## Data shown
====
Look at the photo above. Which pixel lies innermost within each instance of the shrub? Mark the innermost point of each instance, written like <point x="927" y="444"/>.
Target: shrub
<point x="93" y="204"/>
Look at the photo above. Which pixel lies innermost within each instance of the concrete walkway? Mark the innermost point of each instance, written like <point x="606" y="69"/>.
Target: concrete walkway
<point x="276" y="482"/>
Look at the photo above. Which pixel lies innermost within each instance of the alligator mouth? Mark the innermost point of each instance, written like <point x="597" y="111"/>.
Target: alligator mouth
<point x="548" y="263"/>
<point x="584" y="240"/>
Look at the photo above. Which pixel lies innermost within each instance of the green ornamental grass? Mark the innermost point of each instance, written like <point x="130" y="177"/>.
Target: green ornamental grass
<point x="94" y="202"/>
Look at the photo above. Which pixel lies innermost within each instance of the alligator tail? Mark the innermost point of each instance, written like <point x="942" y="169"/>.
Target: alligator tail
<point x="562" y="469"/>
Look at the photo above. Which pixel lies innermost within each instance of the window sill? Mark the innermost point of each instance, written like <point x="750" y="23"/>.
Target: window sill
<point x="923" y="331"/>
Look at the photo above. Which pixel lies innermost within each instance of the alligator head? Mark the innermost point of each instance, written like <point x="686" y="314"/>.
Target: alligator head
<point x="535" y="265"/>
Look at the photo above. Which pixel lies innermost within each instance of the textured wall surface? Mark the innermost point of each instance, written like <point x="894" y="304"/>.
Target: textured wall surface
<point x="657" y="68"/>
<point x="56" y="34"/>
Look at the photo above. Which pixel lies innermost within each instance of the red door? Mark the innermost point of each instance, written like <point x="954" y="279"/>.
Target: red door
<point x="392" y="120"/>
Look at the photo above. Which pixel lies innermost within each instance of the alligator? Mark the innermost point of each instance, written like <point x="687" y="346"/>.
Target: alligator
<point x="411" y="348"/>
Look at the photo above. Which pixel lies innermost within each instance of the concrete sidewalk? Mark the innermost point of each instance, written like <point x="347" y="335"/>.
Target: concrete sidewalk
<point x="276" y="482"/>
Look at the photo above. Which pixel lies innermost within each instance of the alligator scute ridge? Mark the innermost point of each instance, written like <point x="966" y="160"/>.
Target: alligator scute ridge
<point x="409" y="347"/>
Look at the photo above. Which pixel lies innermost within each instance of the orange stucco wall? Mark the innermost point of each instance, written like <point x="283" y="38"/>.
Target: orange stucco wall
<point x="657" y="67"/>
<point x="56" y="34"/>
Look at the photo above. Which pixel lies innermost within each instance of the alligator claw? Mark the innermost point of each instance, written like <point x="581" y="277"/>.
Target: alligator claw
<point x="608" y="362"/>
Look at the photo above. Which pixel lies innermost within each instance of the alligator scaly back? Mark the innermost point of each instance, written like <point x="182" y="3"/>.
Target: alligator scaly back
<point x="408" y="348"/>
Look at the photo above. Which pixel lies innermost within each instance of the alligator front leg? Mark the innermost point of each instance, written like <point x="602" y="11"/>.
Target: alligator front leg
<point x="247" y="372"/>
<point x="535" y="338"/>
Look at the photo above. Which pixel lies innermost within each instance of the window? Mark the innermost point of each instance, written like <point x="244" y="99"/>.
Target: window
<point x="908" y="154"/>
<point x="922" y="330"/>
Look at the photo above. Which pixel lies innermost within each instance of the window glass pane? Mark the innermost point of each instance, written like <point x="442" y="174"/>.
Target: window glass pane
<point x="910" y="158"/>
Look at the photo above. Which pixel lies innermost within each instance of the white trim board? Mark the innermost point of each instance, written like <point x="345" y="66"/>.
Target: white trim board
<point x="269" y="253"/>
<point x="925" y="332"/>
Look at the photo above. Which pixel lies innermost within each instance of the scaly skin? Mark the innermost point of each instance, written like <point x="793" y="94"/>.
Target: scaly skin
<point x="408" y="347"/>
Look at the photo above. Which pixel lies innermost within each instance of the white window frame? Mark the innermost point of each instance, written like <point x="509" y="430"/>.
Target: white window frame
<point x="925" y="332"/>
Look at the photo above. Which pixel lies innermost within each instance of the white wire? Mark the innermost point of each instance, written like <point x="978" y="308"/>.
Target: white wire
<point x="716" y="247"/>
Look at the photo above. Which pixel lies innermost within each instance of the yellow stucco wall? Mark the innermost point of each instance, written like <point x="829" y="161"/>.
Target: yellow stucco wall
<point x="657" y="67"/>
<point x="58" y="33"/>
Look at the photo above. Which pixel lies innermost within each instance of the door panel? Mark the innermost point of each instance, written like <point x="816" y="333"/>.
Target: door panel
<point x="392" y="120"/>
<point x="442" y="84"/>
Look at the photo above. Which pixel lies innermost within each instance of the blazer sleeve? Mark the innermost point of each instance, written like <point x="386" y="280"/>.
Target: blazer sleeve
====
## What is asked
Rename "innermost point" to "central point" everywhere in the listing above and write the listing out again with nothing else altered.

## Expected output
Look at the photo above. Which pixel lies innermost within each instance of the shrub? Mark the central point of each instance, written like <point x="927" y="444"/>.
Target: shrub
<point x="93" y="204"/>
Look at the photo above. Which pixel lies innermost within each instance of the concrete walkway? Mark the central point of each instance, written like <point x="606" y="69"/>.
Target: concrete walkway
<point x="276" y="482"/>
Look at the photo above. Which pixel lies innermost within each instance of the alligator mouth? Mark the central point of each instance, written like <point x="597" y="111"/>.
Target: alligator mouth
<point x="548" y="263"/>
<point x="584" y="240"/>
Look at the photo above. Which pixel lies innermost within each instance of the green ornamental grass? Mark the central point of each instance, written like <point x="130" y="177"/>.
Target: green ornamental grass
<point x="94" y="202"/>
Look at the photo above. Which pixel lies innermost within each instance of the alligator tail? Mark the central point of each instance, written like <point x="942" y="169"/>.
Target: alligator tail
<point x="562" y="469"/>
Look at the photo above. Which pixel lies innermost within each instance of the window sill? Mark the central point of each instance, written like <point x="750" y="23"/>.
Target: window sill
<point x="923" y="331"/>
Look at the photo above. Which pixel lies innermost within each instance of the alligator head? Mark the central point of each instance, written like <point x="686" y="314"/>.
Target: alligator head
<point x="535" y="265"/>
Look at the photo above. Which pixel lies innermost within each instance of the textured wall surface? Mark the central point of each instance, written like <point x="894" y="304"/>.
Target: textured wall surface
<point x="657" y="68"/>
<point x="56" y="34"/>
Look at the photo above. Which pixel lies innermost within each instance of the red door? Mark the central point of each instance, written like <point x="954" y="279"/>.
Target: red door
<point x="392" y="120"/>
Look at the photo above. Which pixel lies innermost within each instance of the alligator? Mark the central point of each instance, written like <point x="687" y="346"/>.
Target: alligator
<point x="411" y="348"/>
Look at the photo above. Which pixel lies innermost within each instance of the concrete sidewalk? Mark the central point of each instance, written like <point x="347" y="335"/>.
Target: concrete sidewalk
<point x="276" y="482"/>
Look at the photo above. Which pixel lies innermost within each instance of the alligator scute ridge? Mark the central point of each instance, written like <point x="966" y="160"/>.
Target: alligator scute ridge
<point x="409" y="347"/>
Look at the photo above. Which pixel lies innermost within each instance of the orange stucco wall? Mark the central point of each instance, written like <point x="283" y="38"/>.
Target: orange stucco wall
<point x="657" y="67"/>
<point x="56" y="34"/>
Look at the photo above. Which pixel lies innermost within each instance of the alligator claw? Mark the central point of each instance, written like <point x="581" y="277"/>.
Target: alligator claw
<point x="608" y="362"/>
Look at the photo above. Which pixel lies innermost within each instance of the alligator scaly back? Mark the central point of each instance, written like <point x="182" y="3"/>.
Target: alligator scaly back
<point x="408" y="348"/>
Look at the photo above. Which pixel lies innermost within each instance of the alligator front leg? Mark the central point of each instance, written like <point x="602" y="11"/>.
Target: alligator front leg
<point x="247" y="372"/>
<point x="535" y="338"/>
Look at the photo above. Which pixel lies innermost within each instance of the window? Mark the central point of each instance, written like <point x="244" y="99"/>.
Target: window
<point x="908" y="154"/>
<point x="922" y="330"/>
Look at the photo above. Which pixel lies innermost within each instance of the window glass pane? Mark the central point of each instance, written like <point x="442" y="174"/>.
Target: window glass pane
<point x="910" y="158"/>
Look at the photo above. Which pixel lies innermost within each instance of the white trim board? Mark the central point of each instance, written like <point x="345" y="66"/>.
Target: white trim board
<point x="269" y="253"/>
<point x="925" y="332"/>
Look at the photo above. Which pixel lies innermost within each instance of the scaly skin? Mark the central point of each instance, written like <point x="793" y="94"/>.
Target: scaly skin
<point x="408" y="347"/>
Look at the photo above. Which pixel lies innermost within each instance of the white window frame? Mark the central point of each instance, written like <point x="509" y="430"/>.
Target: white window frame
<point x="925" y="332"/>
Look at the photo above. Which pixel lies innermost within each instance of the white wire? Mark the central point of each instance, written like <point x="978" y="308"/>.
Target: white wire
<point x="716" y="247"/>
Look at the photo above. Which pixel lies innermost within each instance of the yellow stucco wall? Mark the central point of each instance, written like <point x="829" y="161"/>.
Target: yellow stucco wall
<point x="657" y="67"/>
<point x="58" y="33"/>
Look at the photo above. Which pixel lies innermost within each instance of the door panel? Mark the central point of each instance, written like <point x="816" y="333"/>.
Target: door panel
<point x="392" y="120"/>
<point x="442" y="84"/>
Look at the photo above. Which pixel lies innermost within each instance of the blazer sleeve? Mark the central point of each instance, written like <point x="386" y="280"/>.
Target: blazer sleeve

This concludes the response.